> _Work to complete_
Reproduce all the entries exactly.

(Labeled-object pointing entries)
— BEGIN —

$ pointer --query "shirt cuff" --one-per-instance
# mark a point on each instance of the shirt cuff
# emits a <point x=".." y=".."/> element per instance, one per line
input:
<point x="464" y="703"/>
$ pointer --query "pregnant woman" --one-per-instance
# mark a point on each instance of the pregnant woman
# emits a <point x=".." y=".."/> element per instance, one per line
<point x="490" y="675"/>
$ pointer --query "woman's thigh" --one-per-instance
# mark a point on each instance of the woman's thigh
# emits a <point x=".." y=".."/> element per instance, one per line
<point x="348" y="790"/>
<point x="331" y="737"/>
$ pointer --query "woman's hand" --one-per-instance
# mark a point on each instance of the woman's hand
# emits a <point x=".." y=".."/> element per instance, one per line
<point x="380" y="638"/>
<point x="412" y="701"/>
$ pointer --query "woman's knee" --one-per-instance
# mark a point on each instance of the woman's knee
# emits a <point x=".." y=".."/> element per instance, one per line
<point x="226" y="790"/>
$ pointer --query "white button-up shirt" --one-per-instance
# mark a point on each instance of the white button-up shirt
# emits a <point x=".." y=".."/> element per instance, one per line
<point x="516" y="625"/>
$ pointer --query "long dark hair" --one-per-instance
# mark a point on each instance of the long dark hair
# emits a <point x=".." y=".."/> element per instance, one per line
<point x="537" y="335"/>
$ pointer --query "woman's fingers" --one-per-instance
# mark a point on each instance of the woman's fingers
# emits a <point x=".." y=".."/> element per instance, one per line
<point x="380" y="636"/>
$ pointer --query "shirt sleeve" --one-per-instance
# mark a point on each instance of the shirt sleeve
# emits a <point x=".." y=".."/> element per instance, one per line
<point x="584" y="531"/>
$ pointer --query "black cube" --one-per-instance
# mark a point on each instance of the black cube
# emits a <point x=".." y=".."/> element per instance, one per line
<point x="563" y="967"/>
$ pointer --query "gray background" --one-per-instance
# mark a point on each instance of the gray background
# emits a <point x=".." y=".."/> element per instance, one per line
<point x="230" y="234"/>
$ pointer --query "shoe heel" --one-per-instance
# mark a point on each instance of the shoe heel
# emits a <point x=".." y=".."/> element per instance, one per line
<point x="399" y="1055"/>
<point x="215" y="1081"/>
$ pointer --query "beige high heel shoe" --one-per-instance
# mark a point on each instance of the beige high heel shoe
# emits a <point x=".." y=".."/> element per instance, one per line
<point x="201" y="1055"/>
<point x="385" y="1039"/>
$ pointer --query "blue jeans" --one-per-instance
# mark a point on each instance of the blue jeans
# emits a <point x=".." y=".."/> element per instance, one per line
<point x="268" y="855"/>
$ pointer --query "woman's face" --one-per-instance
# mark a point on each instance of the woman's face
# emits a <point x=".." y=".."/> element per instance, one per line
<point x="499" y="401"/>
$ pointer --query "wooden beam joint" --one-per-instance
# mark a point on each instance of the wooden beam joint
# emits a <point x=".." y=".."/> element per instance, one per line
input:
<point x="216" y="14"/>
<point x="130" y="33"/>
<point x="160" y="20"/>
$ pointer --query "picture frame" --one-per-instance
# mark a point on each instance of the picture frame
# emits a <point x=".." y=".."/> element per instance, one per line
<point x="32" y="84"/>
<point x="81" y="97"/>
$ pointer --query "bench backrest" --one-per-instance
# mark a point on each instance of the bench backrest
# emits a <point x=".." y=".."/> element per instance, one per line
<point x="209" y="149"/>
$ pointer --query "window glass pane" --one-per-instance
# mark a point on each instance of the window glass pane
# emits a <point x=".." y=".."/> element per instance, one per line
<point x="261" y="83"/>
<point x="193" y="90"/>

— END —

> _Result of this task_
$ pointer --query "shirt cuff" --one-per-instance
# mark a point on each instance of the shirt cuff
# emits a <point x=".." y=".."/> element per instance, one per line
input:
<point x="464" y="703"/>
$ pointer --query "pregnant woman" --one-per-instance
# mark a point on each instance of the pregnant woman
# emits a <point x=".." y=".."/> element per instance, one per line
<point x="490" y="675"/>
$ pointer --query "woman's thigh" --one-per-instance
# mark a point on each instance of the woman's thigh
# emits a <point x=".." y=".."/> element per instance, one per line
<point x="348" y="790"/>
<point x="331" y="737"/>
$ pointer --query "woman's hand" --one-per-instance
# mark a point on each instance of the woman's hand
# emits a <point x=".." y=".."/> element per instance, one per line
<point x="380" y="638"/>
<point x="412" y="701"/>
$ pointer --query "woman's knee" --one-per-instance
# mark a point on each instance of the woman's knee
# emits a <point x=".." y=".."/> element per instance, one per line
<point x="226" y="790"/>
$ pointer --query "white button-up shirt" --one-per-instance
# mark a point on each instance of the white button-up shirt
# emits a <point x=".." y=".."/> element per instance, one per line
<point x="516" y="625"/>
$ pointer --query "long dark hair" --one-per-instance
# mark a point on each instance of the long dark hair
# emits a <point x=".." y=".."/> element per instance, one per line
<point x="537" y="335"/>
$ pointer --query "woman's fingers" --one-per-instance
# mark a point on each instance of the woman's fingers
# emits a <point x=".." y=".."/> element per instance, one per line
<point x="380" y="636"/>
$ pointer --query "shirt sleeve" --one-per-instance
# mark a point on each instance of the shirt sleeve
# emits a <point x=".." y=".."/> element per instance, one per line
<point x="584" y="531"/>
$ pointer --query "black cube" --one-per-instance
# mark a point on each instance of the black cube
# emits a <point x=".." y=".."/> element per instance, one per line
<point x="563" y="967"/>
$ pointer --query "gray background" --one-per-instance
# mark a point on each instance of the gray background
# emits a <point x=".." y=".."/> element per instance, one per line
<point x="230" y="234"/>
$ pointer --query "shoe heel" --one-per-instance
# mark a point on each instance of the shoe heel
# emits a <point x=".." y=".."/> element per instance, one per line
<point x="399" y="1055"/>
<point x="215" y="1081"/>
$ pointer --query "beige high heel shoe" --one-per-instance
# mark a point on each instance of the beige high heel shoe
# emits a <point x=".." y=".."/> element per instance, one per line
<point x="201" y="1055"/>
<point x="385" y="1039"/>
$ pointer --query "blue jeans" --one-per-instance
# mark a point on each instance of the blue jeans
# emits a <point x=".." y=".."/> element per instance, one per line
<point x="268" y="855"/>
$ pointer --query "woman's face" --one-per-instance
# mark a point on each instance of the woman's face
# emits a <point x=".." y=".."/> element per instance, one per line
<point x="499" y="401"/>
$ pointer --query "wooden beam joint" --one-per-instance
# mark a point on each instance of the wooden beam joint
# emits a <point x=".." y=".."/> element per instance, one per line
input:
<point x="216" y="14"/>
<point x="130" y="33"/>
<point x="160" y="20"/>
$ pointer --query "picture frame" --one-per-instance
# mark a point on each instance of the picture frame
# emits a <point x=".." y=".."/> element per instance, one per line
<point x="32" y="84"/>
<point x="81" y="97"/>
$ pointer --query "bench backrest" --one-per-instance
# mark a point on each instance of the bench backrest
# emits a <point x=".." y=".."/> element per instance, one per line
<point x="209" y="149"/>
$ pointer --query "window glass pane" --one-per-instance
# mark a point on each instance of the window glass pane
# emits a <point x=".." y=".."/> element per instance, one per line
<point x="261" y="83"/>
<point x="193" y="90"/>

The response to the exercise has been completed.